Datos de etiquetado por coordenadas
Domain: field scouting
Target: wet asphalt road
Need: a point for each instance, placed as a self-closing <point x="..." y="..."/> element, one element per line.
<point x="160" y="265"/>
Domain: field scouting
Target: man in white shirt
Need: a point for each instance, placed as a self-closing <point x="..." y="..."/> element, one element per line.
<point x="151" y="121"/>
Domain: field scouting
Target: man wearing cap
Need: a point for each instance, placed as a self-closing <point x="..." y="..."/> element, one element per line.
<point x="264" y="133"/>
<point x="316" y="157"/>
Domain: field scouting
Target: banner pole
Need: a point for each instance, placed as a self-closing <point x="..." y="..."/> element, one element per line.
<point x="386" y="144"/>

→ **QUÉ HACER**
Presente todas las líneas de los registros anteriores como una lista numerada y omita las líneas en blanco.

→ **RESPUESTA DEL EJERCICIO**
1. Domain: field scouting
2. Target: wet asphalt road
3. Need: a point for each instance, placed as a self-closing <point x="..." y="..."/> element, one element per line.
4. <point x="160" y="265"/>
5. Domain: field scouting
6. Target: man in white shirt
7. Need: a point for each instance, placed as a self-closing <point x="..." y="..."/> element, one element per line.
8. <point x="151" y="121"/>
9. Domain: field scouting
10. Target: man wearing cap
11. Need: a point for each instance, placed as a self-closing <point x="..." y="..."/> element, one element per line.
12. <point x="264" y="133"/>
13. <point x="316" y="157"/>
14. Domain: field scouting
15. Target: banner pole
16. Need: a point for each instance, placed as a self-closing <point x="..." y="..."/> element, one element per line.
17. <point x="386" y="144"/>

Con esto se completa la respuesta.